====== DATA PROVIDED ======
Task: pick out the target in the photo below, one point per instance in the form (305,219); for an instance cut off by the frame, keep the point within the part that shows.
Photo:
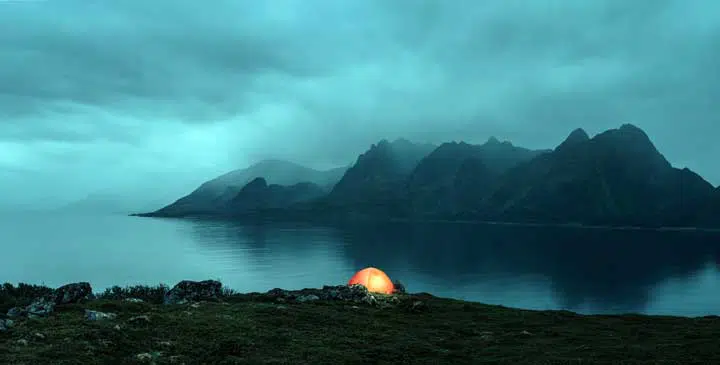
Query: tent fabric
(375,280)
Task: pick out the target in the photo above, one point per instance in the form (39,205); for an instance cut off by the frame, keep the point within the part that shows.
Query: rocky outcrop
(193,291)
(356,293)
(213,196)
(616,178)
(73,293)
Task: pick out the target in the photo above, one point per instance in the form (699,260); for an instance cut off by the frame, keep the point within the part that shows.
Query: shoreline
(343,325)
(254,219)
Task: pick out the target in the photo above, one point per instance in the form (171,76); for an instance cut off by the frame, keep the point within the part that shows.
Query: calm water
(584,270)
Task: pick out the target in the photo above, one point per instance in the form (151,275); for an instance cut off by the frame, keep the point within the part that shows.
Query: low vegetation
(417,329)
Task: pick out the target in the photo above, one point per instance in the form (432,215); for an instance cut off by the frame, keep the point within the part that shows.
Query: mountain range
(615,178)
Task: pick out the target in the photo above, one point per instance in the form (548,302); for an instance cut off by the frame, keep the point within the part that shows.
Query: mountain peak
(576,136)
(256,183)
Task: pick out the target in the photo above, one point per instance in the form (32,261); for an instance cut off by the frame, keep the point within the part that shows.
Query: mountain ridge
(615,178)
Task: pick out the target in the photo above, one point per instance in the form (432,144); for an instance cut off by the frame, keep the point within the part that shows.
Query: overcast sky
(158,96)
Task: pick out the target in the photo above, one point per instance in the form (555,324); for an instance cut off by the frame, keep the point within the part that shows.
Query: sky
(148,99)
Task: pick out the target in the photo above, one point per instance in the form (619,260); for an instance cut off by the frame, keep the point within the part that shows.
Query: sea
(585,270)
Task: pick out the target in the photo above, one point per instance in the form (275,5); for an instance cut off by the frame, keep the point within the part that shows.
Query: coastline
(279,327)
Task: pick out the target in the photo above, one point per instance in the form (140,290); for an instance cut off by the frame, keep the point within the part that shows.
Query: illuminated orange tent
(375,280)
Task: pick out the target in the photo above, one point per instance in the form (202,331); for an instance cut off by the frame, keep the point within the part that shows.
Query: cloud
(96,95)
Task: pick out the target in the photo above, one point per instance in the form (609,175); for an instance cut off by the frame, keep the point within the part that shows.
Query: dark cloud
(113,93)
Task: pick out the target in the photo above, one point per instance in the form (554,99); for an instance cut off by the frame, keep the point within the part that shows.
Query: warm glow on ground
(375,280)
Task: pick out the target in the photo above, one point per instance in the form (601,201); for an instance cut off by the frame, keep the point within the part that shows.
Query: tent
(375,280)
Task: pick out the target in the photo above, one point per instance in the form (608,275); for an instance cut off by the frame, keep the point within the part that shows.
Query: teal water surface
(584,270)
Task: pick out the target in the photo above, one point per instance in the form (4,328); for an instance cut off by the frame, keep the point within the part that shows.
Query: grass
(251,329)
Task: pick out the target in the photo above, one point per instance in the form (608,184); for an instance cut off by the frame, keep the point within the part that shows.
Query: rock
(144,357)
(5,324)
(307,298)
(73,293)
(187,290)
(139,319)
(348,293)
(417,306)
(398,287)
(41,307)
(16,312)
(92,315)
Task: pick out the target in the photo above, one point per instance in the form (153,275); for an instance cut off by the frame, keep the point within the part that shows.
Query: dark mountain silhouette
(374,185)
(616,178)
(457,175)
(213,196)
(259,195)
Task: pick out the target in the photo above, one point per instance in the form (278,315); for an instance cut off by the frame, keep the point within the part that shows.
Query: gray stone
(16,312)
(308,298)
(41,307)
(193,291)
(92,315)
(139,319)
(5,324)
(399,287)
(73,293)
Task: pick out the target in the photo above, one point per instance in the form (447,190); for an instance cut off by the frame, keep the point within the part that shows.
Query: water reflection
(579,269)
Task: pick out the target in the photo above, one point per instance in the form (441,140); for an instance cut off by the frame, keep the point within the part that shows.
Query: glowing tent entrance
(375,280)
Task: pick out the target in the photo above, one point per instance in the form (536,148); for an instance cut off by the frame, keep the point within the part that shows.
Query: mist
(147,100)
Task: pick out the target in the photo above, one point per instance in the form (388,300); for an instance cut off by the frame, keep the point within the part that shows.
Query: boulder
======
EXERCISE DETAILS: What comes back should match the records exactly, minus any pictures.

COMPLETE OUTPUT:
Task: pick out the target in the photo below, one point per instance in the form (305,219); for an instance cut off by the frame, keep the point within the part that shows.
Photo:
Query: tent fabric
(375,280)
Task: pick out the target in the photo above, one point per instance in the form (39,205); for an instance cut off by the frame, keep the point within the part that shows.
Query: rocky outcrop
(193,291)
(356,293)
(213,196)
(616,178)
(73,293)
Task: pick out the target in the photo above, one point per instance in the form (699,260); for an instance cut off by the frame, keep the point within the part that shows.
Query: shoreline
(343,325)
(254,219)
Task: pick out the target in the photo above, one point per instance in the form (171,76); for an instance cut off by the frame, keep the point within the part that shows.
Query: calm water
(584,270)
Task: pick out the target in the photo above, one point per instance in the form (151,275); for an instance cut off by the frame, keep the point within the part that shows.
Query: low vegetation
(417,329)
Task: pick out the target in the photo above, one point per instance in the form (432,215); for an instance cut off by the frame, keep the point within the part that shows.
Query: mountain range
(615,178)
Task: pick out the target in the photo above, one point per instance in the form (548,302); for an instance cut off by the frame, keep the point within the part that shows.
Query: mountain peak
(576,136)
(256,183)
Task: pick out the target in the photo above, one point per instance in the form (32,261); for an instance cut off by the frame, keep the point within the part that shows.
Query: mountain ridge
(615,178)
Task: pick out the target in the photo above, one point per instance in the form (432,144); for an instance cut off by the frame, keep the point within the part that shows.
Query: overcast sky
(158,96)
Task: pick out the target in the photo above, one point per instance in the form (555,324); for an instance cut off by the frame, keep the point within the part that shows.
Query: sky
(148,99)
Task: pick out the target in the photo above, one point per instance in the form (619,260); for an instance cut off by the frame, keep the point within the part that shows.
Query: sea
(585,270)
Task: pick out the target in the photo above, one point per instance in the form (275,5); for an instance cut off by the frame, keep the point within the part that shows.
Query: coastline
(279,327)
Task: pick out the target in the photo above, one point per instance in the form (140,290); for an instance cut off by the frame, keep the point within the part that shows.
Query: illuminated orange tent
(375,280)
Task: pick out the target in the photo above, one point per instance in the form (202,331); for an instance cut off by the frame, keep the point within the part that shows.
Query: cloud
(96,95)
Task: pick out the target in the photo above, one point per instance in the form (609,175); for an instance cut off by the frame, keep the point within the part that shows.
Query: dark cloud
(113,93)
Task: pick out the target in the photo above, one point per instance in the form (554,99); for an instance cut off by the frame, keep the point within the part that shows.
Query: warm glow on ground
(375,280)
Task: pick out the target in the photo above, one point per instance in the form (601,201); for an instance cut off by the frame, keep the point within the part that shows.
Query: tent
(375,280)
Task: pick out the target in the photo above, one point per instance in the form (608,275); for an instance cut off by the frame, keep the point within the part that shows.
Query: teal water surface
(584,270)
Task: pick out the target in the photo above, one point per instance in the form (4,328); for an instance cut off by the frame, keep the point within the part that shows.
Query: grass
(251,329)
Task: pick out the target in the photo above, one point per instance in the form (608,184); for an instance cut off by the frame, keep the point within the part that shows.
Query: rock
(144,357)
(5,324)
(307,298)
(73,293)
(187,290)
(139,319)
(348,293)
(417,306)
(398,287)
(41,307)
(16,312)
(92,315)
Task: pick out the target in the photo above, one point per instance in the form (153,275); for an instance cut off by the frame, keep the point within the part that shows.
Query: dark mountain silhouette
(374,185)
(616,178)
(457,175)
(213,196)
(259,195)
Task: pick out the target in the photo above, one point per instance in the form (278,315); for an instance cut off by the frame, keep the point within the part that shows.
Query: gray stone
(16,312)
(308,298)
(41,307)
(193,291)
(92,315)
(139,319)
(5,324)
(399,287)
(73,293)
Task: pick out the target in the photo above, one point per instance in the form (447,190); for an instance cut off by the frame, keep the point within the part that shows.
Query: water reflection
(579,269)
Task: pick out the target in the photo above, one point per instance in the form (441,140); for an instance cut off by the frame, keep the point within the part that shows.
Query: glowing tent entrance
(375,280)
Task: pick out the target in the photo above, one point per instance in the form (536,148); for an instance cut off by the frame, keep the point within the part that shows.
Query: mist
(147,100)
Task: pick out the target in the photo above, one point per instance in the form (388,300); for an instance cut off by the frame, keep the point within the part that shows.
Query: boulder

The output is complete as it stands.